[Dataset entries]
=-=-=

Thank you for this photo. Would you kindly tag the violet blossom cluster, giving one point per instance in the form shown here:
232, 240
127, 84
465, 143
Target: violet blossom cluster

=-=-=

[Aim of the task]:
Of all the lines in the data above, show only those that hold the word "violet".

[Answer below]:
Thank you for this photo. Would you kindly tag the violet blossom cluster, giving one point per instance in the form shown here:
Target: violet blossom cluster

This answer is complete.